WHAT IS NEEDED → Copy out the records below, putting "image coordinates" wherever "pixel coordinates" occurs and keeping every other character as it is.
** BEGIN **
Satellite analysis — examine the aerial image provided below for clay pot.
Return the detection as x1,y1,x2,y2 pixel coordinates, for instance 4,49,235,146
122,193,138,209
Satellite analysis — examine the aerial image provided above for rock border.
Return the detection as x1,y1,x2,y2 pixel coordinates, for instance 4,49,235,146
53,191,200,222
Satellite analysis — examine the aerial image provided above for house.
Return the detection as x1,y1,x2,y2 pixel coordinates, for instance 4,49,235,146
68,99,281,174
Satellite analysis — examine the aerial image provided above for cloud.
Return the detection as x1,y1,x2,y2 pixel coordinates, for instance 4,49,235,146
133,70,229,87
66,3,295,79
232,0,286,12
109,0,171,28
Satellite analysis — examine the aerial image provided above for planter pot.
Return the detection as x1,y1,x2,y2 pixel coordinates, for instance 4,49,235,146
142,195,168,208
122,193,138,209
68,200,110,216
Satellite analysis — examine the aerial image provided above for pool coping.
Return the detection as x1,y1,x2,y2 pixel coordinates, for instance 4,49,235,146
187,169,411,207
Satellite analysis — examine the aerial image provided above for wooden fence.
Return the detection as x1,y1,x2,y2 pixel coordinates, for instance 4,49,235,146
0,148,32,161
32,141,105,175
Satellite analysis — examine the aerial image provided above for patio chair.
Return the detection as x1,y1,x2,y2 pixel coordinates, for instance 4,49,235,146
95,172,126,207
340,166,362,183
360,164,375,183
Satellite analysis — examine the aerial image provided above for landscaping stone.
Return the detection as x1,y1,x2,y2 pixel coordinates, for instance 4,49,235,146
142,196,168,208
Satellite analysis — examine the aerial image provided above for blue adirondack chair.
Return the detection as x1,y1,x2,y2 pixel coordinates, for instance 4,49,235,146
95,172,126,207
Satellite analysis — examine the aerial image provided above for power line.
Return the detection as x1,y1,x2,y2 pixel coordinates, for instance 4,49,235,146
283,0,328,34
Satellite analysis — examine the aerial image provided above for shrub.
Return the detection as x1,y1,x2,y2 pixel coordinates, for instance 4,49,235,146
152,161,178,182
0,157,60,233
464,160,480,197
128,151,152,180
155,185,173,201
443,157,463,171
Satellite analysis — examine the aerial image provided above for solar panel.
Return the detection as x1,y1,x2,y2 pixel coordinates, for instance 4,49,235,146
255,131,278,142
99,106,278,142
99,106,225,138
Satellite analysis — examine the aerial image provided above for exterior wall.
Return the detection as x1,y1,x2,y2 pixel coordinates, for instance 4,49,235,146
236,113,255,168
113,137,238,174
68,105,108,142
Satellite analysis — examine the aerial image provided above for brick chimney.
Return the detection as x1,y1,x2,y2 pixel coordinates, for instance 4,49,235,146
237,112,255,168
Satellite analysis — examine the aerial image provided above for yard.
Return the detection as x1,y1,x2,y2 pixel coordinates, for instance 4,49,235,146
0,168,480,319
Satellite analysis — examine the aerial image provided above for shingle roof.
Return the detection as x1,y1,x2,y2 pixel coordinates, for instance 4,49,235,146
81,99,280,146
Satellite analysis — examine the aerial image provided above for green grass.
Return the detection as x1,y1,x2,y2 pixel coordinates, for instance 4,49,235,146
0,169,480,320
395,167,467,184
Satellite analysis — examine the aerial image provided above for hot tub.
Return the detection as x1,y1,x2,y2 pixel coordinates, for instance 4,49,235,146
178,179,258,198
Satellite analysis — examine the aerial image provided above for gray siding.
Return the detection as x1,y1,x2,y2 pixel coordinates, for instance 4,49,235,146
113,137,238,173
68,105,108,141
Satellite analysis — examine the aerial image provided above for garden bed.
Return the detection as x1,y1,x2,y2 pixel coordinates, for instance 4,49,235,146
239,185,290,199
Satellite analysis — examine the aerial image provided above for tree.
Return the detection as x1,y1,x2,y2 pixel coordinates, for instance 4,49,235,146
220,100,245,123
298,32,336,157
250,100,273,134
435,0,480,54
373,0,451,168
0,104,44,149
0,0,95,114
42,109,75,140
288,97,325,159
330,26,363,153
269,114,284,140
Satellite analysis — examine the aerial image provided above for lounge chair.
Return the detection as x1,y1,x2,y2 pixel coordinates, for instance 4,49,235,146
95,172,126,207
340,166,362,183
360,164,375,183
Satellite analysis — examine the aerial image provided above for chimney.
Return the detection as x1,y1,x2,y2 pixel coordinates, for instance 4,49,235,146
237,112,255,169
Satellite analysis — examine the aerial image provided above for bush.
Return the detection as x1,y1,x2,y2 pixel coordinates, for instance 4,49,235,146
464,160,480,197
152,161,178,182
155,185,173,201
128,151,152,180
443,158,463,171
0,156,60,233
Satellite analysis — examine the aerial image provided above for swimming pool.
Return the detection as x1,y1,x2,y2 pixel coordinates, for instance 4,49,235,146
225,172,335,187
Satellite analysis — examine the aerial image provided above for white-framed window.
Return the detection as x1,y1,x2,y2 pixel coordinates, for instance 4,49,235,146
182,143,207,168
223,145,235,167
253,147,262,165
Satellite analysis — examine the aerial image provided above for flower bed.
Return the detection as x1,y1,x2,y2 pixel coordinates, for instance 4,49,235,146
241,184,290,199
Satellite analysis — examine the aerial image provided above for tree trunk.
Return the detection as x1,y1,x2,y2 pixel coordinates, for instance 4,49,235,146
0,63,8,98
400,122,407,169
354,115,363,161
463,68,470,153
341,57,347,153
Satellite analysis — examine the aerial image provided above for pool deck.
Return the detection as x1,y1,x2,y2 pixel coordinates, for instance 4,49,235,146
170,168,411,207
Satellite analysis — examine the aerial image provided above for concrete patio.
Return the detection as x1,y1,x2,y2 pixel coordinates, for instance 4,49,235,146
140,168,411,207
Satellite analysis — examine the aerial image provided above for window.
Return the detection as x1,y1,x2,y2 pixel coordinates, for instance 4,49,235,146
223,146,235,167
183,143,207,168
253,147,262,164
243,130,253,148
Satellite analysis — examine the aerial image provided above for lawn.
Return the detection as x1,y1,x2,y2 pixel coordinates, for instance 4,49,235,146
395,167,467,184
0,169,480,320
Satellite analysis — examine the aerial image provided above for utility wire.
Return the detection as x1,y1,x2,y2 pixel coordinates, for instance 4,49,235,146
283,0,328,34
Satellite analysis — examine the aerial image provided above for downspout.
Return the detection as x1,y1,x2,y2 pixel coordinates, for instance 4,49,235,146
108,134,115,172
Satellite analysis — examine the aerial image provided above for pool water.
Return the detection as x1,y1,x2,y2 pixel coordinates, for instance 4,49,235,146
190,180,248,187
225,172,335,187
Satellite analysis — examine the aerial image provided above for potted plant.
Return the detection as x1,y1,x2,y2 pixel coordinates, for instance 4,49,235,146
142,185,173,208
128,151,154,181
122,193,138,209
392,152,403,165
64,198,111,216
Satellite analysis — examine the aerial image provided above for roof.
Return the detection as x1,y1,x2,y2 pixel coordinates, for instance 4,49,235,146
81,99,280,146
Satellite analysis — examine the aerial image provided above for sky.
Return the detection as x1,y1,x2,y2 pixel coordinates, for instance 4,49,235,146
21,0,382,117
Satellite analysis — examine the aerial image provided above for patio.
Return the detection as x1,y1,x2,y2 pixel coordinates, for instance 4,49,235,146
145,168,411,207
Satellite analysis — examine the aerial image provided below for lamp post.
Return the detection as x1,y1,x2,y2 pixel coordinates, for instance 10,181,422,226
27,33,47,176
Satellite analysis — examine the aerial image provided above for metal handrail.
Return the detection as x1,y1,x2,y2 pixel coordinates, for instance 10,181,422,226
** END **
CORRECT OUTPUT →
Satellite analysis — examine the aerial image provided below for clay pot.
Return the detection as x1,y1,x2,y2 image coordinates, for instance 4,49,235,146
122,193,138,209
Satellite analysis — examine the aerial image provided above for rock border.
Return the detection as x1,y1,x2,y2 image coordinates, for instance 4,49,235,146
53,191,200,222
Satellite analysis — examine the aerial image provided above for house.
Return the detection as x1,y1,x2,y2 image coordinates, for instance 4,49,235,146
68,99,281,174
Satellite analysis — examine the aerial image provided above for cloud.
Return the detection as x1,y1,x2,y2 image coordinates, for instance 4,49,235,146
133,70,229,87
66,3,295,79
232,0,286,12
109,0,171,28
Satellite analysis — examine the aerial image provided above for planter pot.
Return the detection as x1,y1,x2,y2 image coordinates, for instance 4,49,235,146
142,195,168,208
122,193,138,209
68,200,110,216
Satellite analysis — examine the aerial image provided above for pool coping.
Return the detection as x1,y1,x2,y2 image coordinates, for instance 4,49,235,146
187,169,411,207
Satellite analysis — examine the aerial image provided above for wooden fence.
Return the detection as x1,y1,x2,y2 image coordinates, for instance 4,49,235,146
0,148,32,161
32,141,105,175
Satellite analysis — examine the aerial image provided above for patio chair.
Return the detection as x1,y1,x2,y2 image coordinates, for instance 4,49,235,146
95,172,126,207
340,166,362,183
360,164,375,183
Satellite analysis — examine the aerial image provided above for landscaping stone.
Return the detection as x1,y1,x2,y2 image coordinates, for instance 4,49,235,146
142,196,168,208
Satellite analysis — examine the aerial image provided above for blue adirondack chair.
Return the detection as x1,y1,x2,y2 image coordinates, for instance 4,49,235,146
95,172,126,207
Satellite analysis — examine the aerial image provided above for power line.
Return the detection as x1,y1,x2,y2 image coordinates, for instance 4,49,235,146
283,0,328,34
Satellite analysis — examine the aerial image provided above for shrub.
Return the detection as x1,y1,x2,y2 image coordinates, for instance 4,49,235,146
152,161,178,182
0,157,60,233
464,160,480,197
128,151,152,180
155,185,173,201
443,157,463,171
Satellite analysis — examine the aerial image provided above for solar panel.
Return the detection as x1,y1,x2,y2 image coordinates, for instance 4,49,235,146
255,131,278,142
99,106,278,142
99,106,225,138
Satellite analysis — examine the aerial image provided above for exterior wall.
Return the detection as x1,y1,x2,y2 image coordinates, for instance 4,49,235,146
236,113,255,168
113,137,238,174
68,105,108,142
Satellite analysis — examine the aerial image provided above for brick chimney.
Return the detection as x1,y1,x2,y2 image coordinates, for instance 4,49,235,146
237,112,255,168
Satellite analysis — examine the aerial image provided above for yard.
Return the detection as x1,y1,x2,y2 image coordinates, for instance 4,49,235,146
0,168,480,319
Satellite analysis — examine the aerial image provided above for shingle roof.
Return the detection as x1,y1,x2,y2 image coordinates, for instance 4,49,235,146
81,99,280,146
Satellite analysis — examine the aerial image provided above for green grass.
Return the detection as x1,y1,x2,y2 image coordinates, for instance 4,49,235,146
0,169,480,320
395,167,467,184
Satellite analysis — examine the aerial image provided above for hot tub.
Return the detection as x1,y1,x2,y2 image coordinates, for instance 4,49,235,146
178,179,258,198
Satellite analysis — examine the aerial image provided above for gray siding.
Return the detection as x1,y1,x2,y2 image coordinates, for instance 4,49,235,146
113,137,238,173
68,105,108,141
Satellite analysis — examine the aerial image provided above for garden bed.
Return the detection as x1,y1,x2,y2 image coordinates, for instance 4,49,235,146
239,185,290,199
Satellite analysis — examine the aerial image provided above for tree.
Return the detection as x1,y1,x2,y2 image coordinates, for instance 4,49,235,146
220,100,245,123
298,32,336,157
250,100,273,134
435,0,480,54
373,0,451,168
0,104,44,149
0,0,95,114
42,109,75,140
288,97,325,159
330,26,363,153
269,114,284,140
Satellite analysis — examine the aerial image provided above for lounge chair.
Return the detection as x1,y1,x2,y2 image coordinates, for instance 4,49,235,146
95,172,126,207
340,166,362,183
360,164,375,183
Satellite analysis — examine the aerial image provided above for chimney.
Return the detection as x1,y1,x2,y2 image coordinates, for instance 4,49,235,146
237,112,255,169
Satellite analysis — examine the aerial image provided above for bush.
Return the detection as x1,y1,x2,y2 image coordinates, for instance 4,49,235,146
464,160,480,197
152,161,178,182
155,185,173,201
128,151,152,180
443,158,463,171
0,156,60,233
Satellite analysis — examine the aerial image provided above for swimming pool.
Return the detection as x1,y1,x2,y2 image coordinates, for instance 4,49,235,146
225,172,335,187
Satellite analysis — examine the aerial image provided above for white-framed window.
Return the detection as x1,y1,x2,y2 image coordinates, for instance 4,49,235,146
182,143,207,168
223,145,235,167
253,147,262,165
Satellite analysis — examine the aerial image provided above for flower bed.
Return the detection as x1,y1,x2,y2 image coordinates, for instance 4,49,235,146
241,184,290,199
Satellite analysis — examine the aerial image provided above for tree trunk.
Return the detection as x1,y1,x2,y2 image coordinates, for instance 4,49,235,146
0,63,8,98
400,122,407,169
354,115,363,161
463,68,470,153
341,57,347,153
Satellite analysis — examine the aerial image provided above for pool deck.
Return the detection as x1,y1,x2,y2 image coordinates, for instance 4,49,235,146
170,168,411,207
Satellite analysis — examine the aerial image provided above for concrete patio.
Return the detection as x1,y1,x2,y2 image coordinates, for instance 4,49,235,146
140,168,411,207
Satellite analysis — examine the aerial image provided above for window.
Return the detection as x1,y1,x2,y2 image coordinates, for instance 4,49,235,146
223,146,235,167
183,143,207,168
253,147,262,164
243,130,253,148
Satellite analysis — examine the aerial image provided above for lawn.
Return the detection as x1,y1,x2,y2 image coordinates, for instance 4,49,235,146
395,167,467,184
0,169,480,320
Satellite analysis — examine the aerial image provided above for utility wire.
Return the detection as x1,y1,x2,y2 image coordinates, for instance 4,49,235,146
283,0,328,34
Satellite analysis — examine the aerial image provided above for downspout.
Return the detection as x1,y1,x2,y2 image coordinates, for instance 4,49,235,146
108,134,115,172
Satellite analysis — examine the aerial image provided above for pool water.
Return the detection as x1,y1,x2,y2 image coordinates, for instance 4,49,235,146
190,180,248,187
225,172,335,187
Satellite analysis — examine the aerial image provided above for potted plant.
Return the detection as x1,y1,x2,y2 image coordinates, for instance 4,49,235,146
142,185,173,208
128,151,154,181
122,193,138,209
392,152,403,165
64,198,111,216
Satellite analysis — examine the aerial image provided above for roof.
Return the detection as x1,y1,x2,y2 image coordinates, for instance 4,49,235,146
81,99,280,146
Satellite analysis — examine the aerial image provided above for sky.
Return the detection as x1,y1,x2,y2 image coordinates, for instance 4,49,235,146
21,0,382,117
Satellite analysis — examine the aerial image provided above for patio.
Return the detection as x1,y1,x2,y2 image coordinates, for instance 4,49,235,146
145,168,411,207
Satellite analysis — examine the aerial image provided below for lamp post.
Return the detection as x1,y1,x2,y2 image coordinates, for instance 10,181,422,226
27,33,47,176
Satellite analysis — examine the aerial image provided above for metal handrail.
Return the detection as x1,y1,x2,y2 image coordinates, for instance 10,181,422,226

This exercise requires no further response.